→ Aim of the exercise:
Select and copy every line below that contains the word "with". Case counts.

→ Recorded information:
>>>
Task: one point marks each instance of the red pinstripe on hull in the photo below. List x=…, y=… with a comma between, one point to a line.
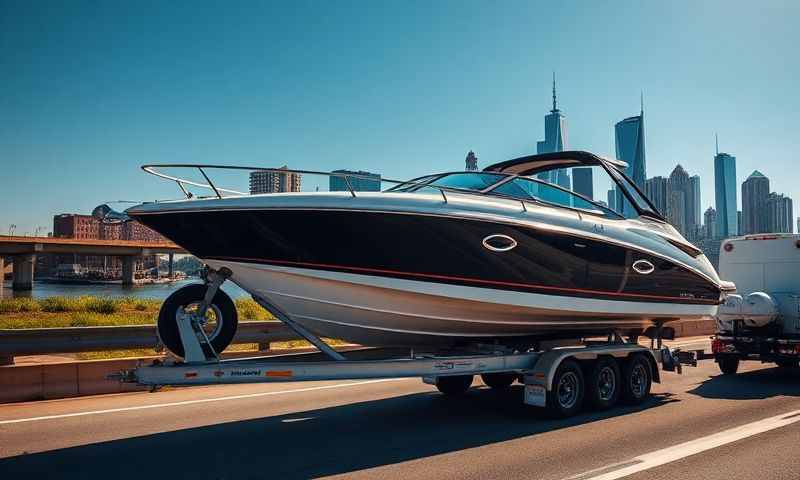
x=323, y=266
<<<
>>>
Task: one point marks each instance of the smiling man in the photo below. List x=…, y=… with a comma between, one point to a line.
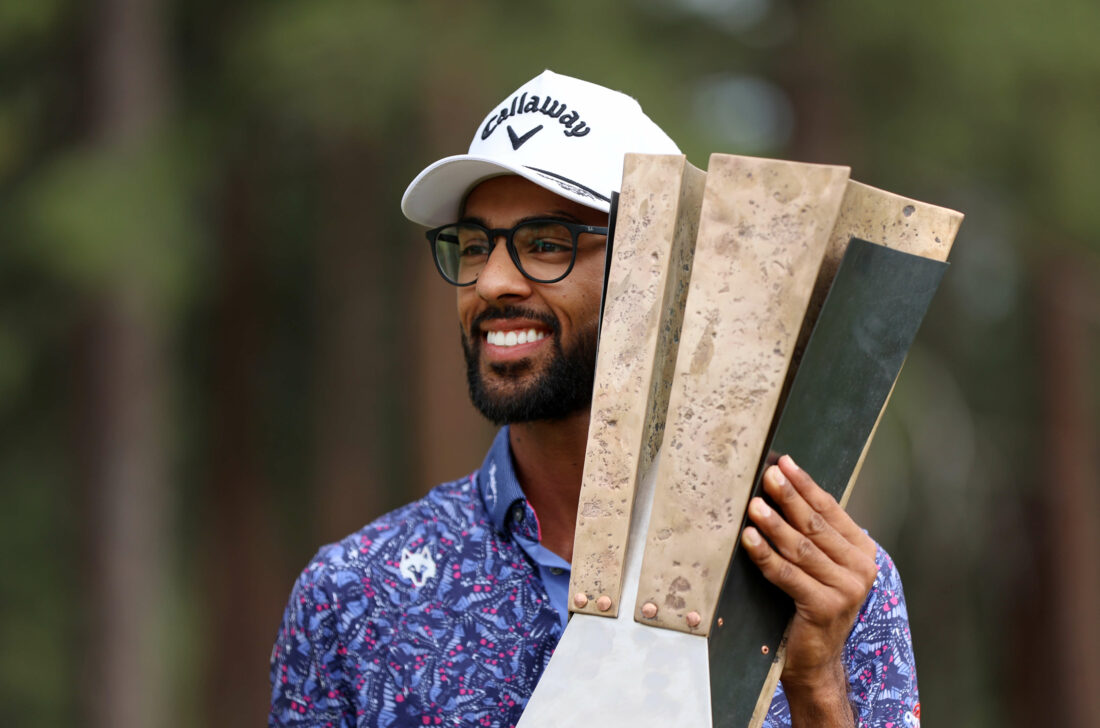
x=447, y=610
<<<
>>>
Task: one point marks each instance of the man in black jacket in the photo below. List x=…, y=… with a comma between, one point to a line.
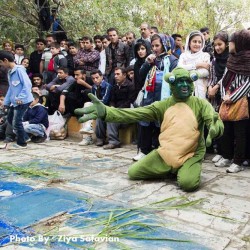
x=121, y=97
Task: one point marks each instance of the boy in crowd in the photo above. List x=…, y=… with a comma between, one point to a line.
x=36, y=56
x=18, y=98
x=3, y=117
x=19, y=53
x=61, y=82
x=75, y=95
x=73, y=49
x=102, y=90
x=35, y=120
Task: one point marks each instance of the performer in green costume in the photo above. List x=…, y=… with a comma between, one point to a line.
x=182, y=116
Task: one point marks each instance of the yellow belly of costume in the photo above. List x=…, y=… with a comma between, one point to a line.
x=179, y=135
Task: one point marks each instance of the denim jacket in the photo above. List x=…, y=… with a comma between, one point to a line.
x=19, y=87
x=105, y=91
<<<
→ Solution for this exercise:
Task: one point marks each instance of the red pinstripe on hull in the photo below. List x=…, y=… with a comma between, one point to a line.
Task: one point marks each instance of the smiling man in the photo below. List x=…, y=… with a comma between, one point to a line.
Task: one point marks each instance of the man in black jacket in the photo below. List x=…, y=… with a comma between, one point to a line.
Task: one point marks each instance of the boy in crowd in the photo above. List x=…, y=… with a comma between, one point to a line.
Task: one point marks each instance of the performer in green costume in the photo above. List x=…, y=… with a comma between, one point to a line.
Task: one point marks each instance of the yellow belly of costume in the photo above. List x=…, y=… with a comma between, one point to a line.
Task: one point marks each instance of the denim jacket in the photo above. List x=…, y=… with a comma between, one point to a line.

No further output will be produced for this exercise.